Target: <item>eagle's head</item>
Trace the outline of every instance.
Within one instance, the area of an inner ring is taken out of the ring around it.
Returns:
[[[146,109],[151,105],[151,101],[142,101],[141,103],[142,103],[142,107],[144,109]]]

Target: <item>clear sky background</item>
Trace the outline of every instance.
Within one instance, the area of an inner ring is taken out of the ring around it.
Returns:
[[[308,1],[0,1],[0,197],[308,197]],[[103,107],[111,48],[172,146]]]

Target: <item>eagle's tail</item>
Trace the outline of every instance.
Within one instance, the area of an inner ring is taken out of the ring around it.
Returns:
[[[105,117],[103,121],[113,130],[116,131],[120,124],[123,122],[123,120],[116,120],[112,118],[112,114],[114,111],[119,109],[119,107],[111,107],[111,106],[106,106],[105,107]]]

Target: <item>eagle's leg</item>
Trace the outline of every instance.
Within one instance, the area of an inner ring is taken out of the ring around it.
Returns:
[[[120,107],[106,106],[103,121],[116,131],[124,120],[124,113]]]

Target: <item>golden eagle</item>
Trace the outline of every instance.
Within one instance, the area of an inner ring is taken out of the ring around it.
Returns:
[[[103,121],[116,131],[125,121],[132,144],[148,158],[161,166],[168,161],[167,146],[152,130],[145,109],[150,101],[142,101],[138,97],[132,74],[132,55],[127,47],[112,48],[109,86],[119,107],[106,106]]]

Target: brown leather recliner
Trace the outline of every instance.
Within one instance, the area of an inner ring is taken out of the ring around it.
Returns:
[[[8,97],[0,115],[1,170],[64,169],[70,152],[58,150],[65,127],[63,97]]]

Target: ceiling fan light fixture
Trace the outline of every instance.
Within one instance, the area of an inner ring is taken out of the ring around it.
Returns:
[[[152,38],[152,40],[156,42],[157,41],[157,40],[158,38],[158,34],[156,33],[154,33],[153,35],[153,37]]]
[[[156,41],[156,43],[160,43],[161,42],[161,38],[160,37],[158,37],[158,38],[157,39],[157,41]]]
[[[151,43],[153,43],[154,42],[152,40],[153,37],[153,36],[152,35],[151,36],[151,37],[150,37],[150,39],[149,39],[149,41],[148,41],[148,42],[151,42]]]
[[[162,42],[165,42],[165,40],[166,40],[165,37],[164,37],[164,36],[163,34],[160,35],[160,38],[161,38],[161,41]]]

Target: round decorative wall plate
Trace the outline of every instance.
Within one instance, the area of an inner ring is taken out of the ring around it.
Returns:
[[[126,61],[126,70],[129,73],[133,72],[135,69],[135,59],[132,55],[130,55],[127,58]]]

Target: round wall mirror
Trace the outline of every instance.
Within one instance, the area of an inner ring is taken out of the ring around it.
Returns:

========================

Rewrite every line of the records above as a numbered list, one line per item, and leave out the blank lines.

**Worked solution**
1. Target: <item>eagle's head</item>
2. Trace the outline of every instance.
3. Within one instance, the area of an inner ring is taken out of the ring around it.
4. Returns:
5. [[[146,109],[151,105],[151,101],[142,101],[141,103],[142,103],[142,107],[144,109]]]
6. Target: <item>clear sky background</item>
7. Trace the outline of every instance.
8. Within one instance, the area of an inner ring is taken out of the ring around it.
9. Returns:
10. [[[308,1],[0,1],[0,197],[308,197]],[[103,107],[111,48],[172,146]]]
11. Target: <item>eagle's tail</item>
12. Trace the outline of every instance.
13. Within one instance, the area of an inner ring is taken out of the ring around it.
14. Returns:
15. [[[105,117],[103,121],[113,130],[116,131],[120,124],[123,122],[123,120],[116,120],[112,118],[112,114],[114,111],[119,109],[119,107],[111,107],[111,106],[106,106],[105,107]]]
16. Target: <item>eagle's leg</item>
17. Trace the outline of every instance.
18. Within one instance, the area of an inner ring is taken out of the ring around it.
19. Returns:
20. [[[120,107],[106,106],[103,121],[116,131],[124,120],[124,113]]]
21. Target: <item>golden eagle</item>
22. Trace the outline of every instance.
23. Within one instance, the area of an inner ring is taken out of the ring around it.
24. Returns:
25. [[[103,121],[116,131],[125,121],[132,144],[148,158],[161,166],[168,161],[167,146],[152,130],[145,109],[150,101],[142,101],[138,97],[132,74],[132,55],[127,47],[112,48],[109,86],[119,107],[106,106]]]
26. Target: brown leather recliner
27. Trace the outline of every instance.
28. Within one instance, the area of an inner ring is taken out of the ring around it.
29. Returns:
30. [[[8,97],[0,115],[1,170],[64,169],[70,152],[58,150],[65,127],[63,97]]]
31. Target: ceiling fan light fixture
32. Trace the outline of every instance.
33. Within one instance, the area of an inner ring is taken out of the ring around it.
34. Returns:
35. [[[152,38],[152,40],[156,42],[157,41],[157,40],[158,38],[158,34],[156,33],[154,33],[153,35],[153,37]]]
36. [[[156,41],[156,43],[160,43],[161,42],[161,38],[160,37],[158,37],[158,38],[157,39],[157,41]]]
37. [[[151,43],[153,43],[154,42],[152,40],[153,37],[153,36],[152,35],[151,36],[151,37],[150,37],[150,39],[149,39],[149,41],[148,41],[148,42],[151,42]]]
38. [[[162,42],[165,42],[165,40],[166,40],[165,37],[164,37],[164,36],[163,34],[160,35],[160,38],[161,38],[161,41]]]
39. Target: round decorative wall plate
40. Trace the outline of every instance.
41. Within one instance, the area of an inner ring is taken out of the ring around it.
42. Returns:
43. [[[126,61],[126,70],[129,73],[133,72],[135,69],[135,59],[132,55],[130,55],[127,58]]]
44. Target: round wall mirror
45. Trace the outline of every instance.
46. Within one instance, the area of an inner ring is taken out of the ring around it.
47. Returns:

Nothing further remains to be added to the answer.